■ SET PROBLEM
Reproduce each line of these records verbatim.

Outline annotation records
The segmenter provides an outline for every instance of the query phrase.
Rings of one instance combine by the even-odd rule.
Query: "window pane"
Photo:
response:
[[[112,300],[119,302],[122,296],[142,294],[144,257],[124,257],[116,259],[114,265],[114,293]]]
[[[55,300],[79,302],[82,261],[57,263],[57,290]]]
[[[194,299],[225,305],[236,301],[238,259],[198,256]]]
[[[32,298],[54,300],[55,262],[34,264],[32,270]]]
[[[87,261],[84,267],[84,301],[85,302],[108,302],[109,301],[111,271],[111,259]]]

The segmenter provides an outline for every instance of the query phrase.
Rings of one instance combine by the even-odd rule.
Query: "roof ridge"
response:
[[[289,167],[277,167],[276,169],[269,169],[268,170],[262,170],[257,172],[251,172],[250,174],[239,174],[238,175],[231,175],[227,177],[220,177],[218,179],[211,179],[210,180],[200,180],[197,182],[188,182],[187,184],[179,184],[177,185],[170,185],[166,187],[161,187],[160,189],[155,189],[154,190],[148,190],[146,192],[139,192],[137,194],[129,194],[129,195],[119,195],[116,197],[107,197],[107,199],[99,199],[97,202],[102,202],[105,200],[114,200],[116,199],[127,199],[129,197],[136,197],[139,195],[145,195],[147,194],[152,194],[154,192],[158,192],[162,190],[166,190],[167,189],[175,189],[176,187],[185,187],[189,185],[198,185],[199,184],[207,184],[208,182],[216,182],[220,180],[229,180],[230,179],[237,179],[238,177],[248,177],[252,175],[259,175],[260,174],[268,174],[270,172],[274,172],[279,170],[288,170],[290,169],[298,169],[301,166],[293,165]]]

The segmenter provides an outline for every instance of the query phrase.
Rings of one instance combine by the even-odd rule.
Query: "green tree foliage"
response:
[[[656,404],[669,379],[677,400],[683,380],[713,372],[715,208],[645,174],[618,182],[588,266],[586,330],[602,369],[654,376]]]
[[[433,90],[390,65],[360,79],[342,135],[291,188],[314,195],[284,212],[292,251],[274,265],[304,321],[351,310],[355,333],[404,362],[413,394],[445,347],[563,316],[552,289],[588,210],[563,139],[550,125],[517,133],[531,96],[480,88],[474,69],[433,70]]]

■ TASK OUTPUT
The segmenter provides an outline for every instance of the query phrase.
Rings of one instance combine by the even-odd rule.
Query: "window pane"
Photo:
response:
[[[112,300],[119,302],[122,296],[142,294],[144,257],[124,257],[116,259],[114,265],[114,293]]]
[[[55,300],[79,302],[82,261],[57,263],[57,290]]]
[[[194,299],[225,305],[236,301],[238,259],[198,256]]]
[[[32,298],[54,300],[55,262],[34,264],[32,270]]]
[[[87,261],[84,267],[84,301],[85,302],[108,302],[109,301],[111,271],[111,259]]]

The segmenter provides an outline for every instance of the query phrase.
Rings of one instance combine by the even-odd rule.
Query: "roof ridge"
response:
[[[289,167],[277,167],[276,169],[269,169],[268,170],[262,170],[257,172],[251,172],[250,174],[239,174],[238,175],[231,175],[227,177],[220,177],[218,179],[211,179],[210,180],[200,180],[197,182],[188,182],[187,184],[179,184],[177,185],[170,185],[166,187],[161,187],[160,189],[155,189],[154,190],[148,190],[146,192],[139,192],[137,194],[129,194],[129,195],[119,195],[116,197],[107,197],[107,199],[99,199],[97,202],[102,202],[105,200],[114,200],[116,199],[127,199],[129,197],[136,197],[139,195],[145,195],[147,194],[152,194],[154,192],[158,192],[162,190],[166,190],[167,189],[175,189],[176,187],[185,187],[189,185],[198,185],[199,184],[207,184],[208,182],[216,182],[220,180],[229,180],[230,179],[237,179],[238,177],[248,177],[252,175],[259,175],[260,174],[268,174],[270,172],[274,172],[279,170],[288,170],[290,169],[298,169],[301,166],[293,165]]]

The segmenter provides an outline for every instance of the query phrase.
Rings of one instance combine by the even-odd rule.
Query: "green tree foliage"
response:
[[[656,404],[669,379],[677,400],[683,380],[713,372],[715,208],[645,174],[618,182],[588,266],[586,330],[602,369],[654,376]]]
[[[433,90],[390,65],[360,79],[342,135],[291,188],[314,195],[284,212],[292,251],[274,265],[304,321],[351,310],[355,333],[404,362],[413,394],[445,347],[563,316],[552,289],[588,210],[563,139],[550,125],[517,133],[531,96],[480,88],[474,69],[433,70]]]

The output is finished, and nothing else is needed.